=== Aim 1 ===
In the Budget commentary, which measures did the finance minister pick for fiscal consolidation?
=== Aim 2 ===
Please write the next few sentences of the Budget commentary, picking up after its final sentence.

=== Selected passage ===

┄┄┄┄┄┄┄┄┄┄┄┄┄┄┄┄┄┄┄┄

The Budget keeps a firm focus on growth and fiscal consolidation. However, both these goals will remain distant without positive investor response. The finance minister has lived up to his promise of a stable tax regime for investors, but he could have done more. Many of his initiatives to restore confidence of investors in India as a place to do business remain a work-in-progress, which, while unavoidable, will delay the return of the economy to a higher growth trajectory.
The FM hoped that growth and fiscal consolidation would prevent any downgrading of Indias credit rating, result in a stronger rupee, lower interest rates, and lower inflation. This way, he would have achieved the objective of keeping the voters happy. After all, the most populist measure for the people would be to put more purchasing power in their pockets or at least not have it eroded through increase in prices.
It was perhaps for this reason that he abstained from a major increase in excise duty or service tax, as that would have directly fed into prices and fuelled inflation. The items that he chose for fiscal consolidation, such as income tax surcharges, and duty increases on luxury vehicles, mobile phones and cigarettes, will have limited, if any, impact on inflation.
Also Read
There is a lot to applaud in the overall macro stance of the Budget, but this is not enough to unleash investments needed to restart the growth engine. The FM calls investment an act of faith. This requires not rich incentives or tax concessions to investors (which the government can ill afford at this juncture), but a hospitable, stable, and certain policy environment.

┄┄┄┄┄┄┄┄┄┄┄┄┄┄┄┄┄┄┄┄

=== Dataset extract ===
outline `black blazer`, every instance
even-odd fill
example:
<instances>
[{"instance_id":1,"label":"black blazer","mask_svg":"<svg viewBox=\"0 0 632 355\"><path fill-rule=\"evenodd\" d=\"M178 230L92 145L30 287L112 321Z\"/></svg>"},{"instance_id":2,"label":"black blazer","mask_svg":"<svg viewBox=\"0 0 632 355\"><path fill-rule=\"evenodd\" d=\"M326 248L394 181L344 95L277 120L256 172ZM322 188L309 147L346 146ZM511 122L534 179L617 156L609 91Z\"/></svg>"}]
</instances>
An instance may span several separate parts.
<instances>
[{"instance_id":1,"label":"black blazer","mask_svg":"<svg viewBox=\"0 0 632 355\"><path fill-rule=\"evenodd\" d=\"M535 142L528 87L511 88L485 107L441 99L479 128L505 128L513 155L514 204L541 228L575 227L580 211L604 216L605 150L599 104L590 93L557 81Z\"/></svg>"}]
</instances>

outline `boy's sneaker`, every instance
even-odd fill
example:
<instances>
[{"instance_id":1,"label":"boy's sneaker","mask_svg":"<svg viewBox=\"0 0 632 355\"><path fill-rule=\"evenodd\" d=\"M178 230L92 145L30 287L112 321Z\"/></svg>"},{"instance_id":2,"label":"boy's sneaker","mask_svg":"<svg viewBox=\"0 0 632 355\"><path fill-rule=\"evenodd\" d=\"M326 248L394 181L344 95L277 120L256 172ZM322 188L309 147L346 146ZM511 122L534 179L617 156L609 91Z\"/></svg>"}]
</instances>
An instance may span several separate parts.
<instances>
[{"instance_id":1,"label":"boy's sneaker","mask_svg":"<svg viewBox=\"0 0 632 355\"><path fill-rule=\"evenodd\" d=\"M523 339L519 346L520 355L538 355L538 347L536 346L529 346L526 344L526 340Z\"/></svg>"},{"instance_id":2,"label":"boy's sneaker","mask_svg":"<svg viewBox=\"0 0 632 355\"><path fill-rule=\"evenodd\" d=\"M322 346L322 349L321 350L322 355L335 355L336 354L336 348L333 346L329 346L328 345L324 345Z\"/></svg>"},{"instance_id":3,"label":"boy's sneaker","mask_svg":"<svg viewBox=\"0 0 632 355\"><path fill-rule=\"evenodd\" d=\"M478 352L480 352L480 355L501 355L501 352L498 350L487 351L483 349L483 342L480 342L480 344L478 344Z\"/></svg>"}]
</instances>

┄┄┄┄┄┄┄┄┄┄┄┄┄┄┄┄┄┄┄┄

=== Exercise output 1 ===
Income tax surcharges and duty increases on luxury vehicles, mobile phones and cigarettes.

=== Exercise output 2 ===
The trust and confidence of investors in India was badly shattered by the policy paralysis that has plagued the UPA government for the past three years. The GAAR and retrospective taxation enacted in the 2012 Budget were the last straw that broke the investors back. They were perceived as arbitrary and hostile by investors around the world, and undermined the independence of judiciary.
The FM has done a yeomans work in clearing the fiscal mess created by the last budget. Expert Committees were set up under the Chairmanship of Dr Shome, and Mr Rangachary to examine GAAR, taxation of indirect transfers, retrospective provisions, and tax disputes in the IT Sector. The committees worked hard and submitted their reports in a record time.
Yet, the government review of the reports remains a Work in Progress. Investors are disappointed that the Budget does not include a definitive and comprehensive response to the reports. The FM has been supportive of the reports, and promises to provide further clarification on these during the Budget session. But until then, businesses cannot be faulted if they remain apprehensive of India as a destination for their investments.
Their apprehensions were compounded by the new provision in the Budget suggesting that the Tax Residency Certificate (TRC) alone will not be sufficient for investors to avail of the benefits under a tax treaty (e.g., capital gains exemption under the India-Mauritius treaty). The FM was quick to assure the investors that the TRC will be accepted as sufficient evidence of their residence. But then one wonders what was the need for this amendment.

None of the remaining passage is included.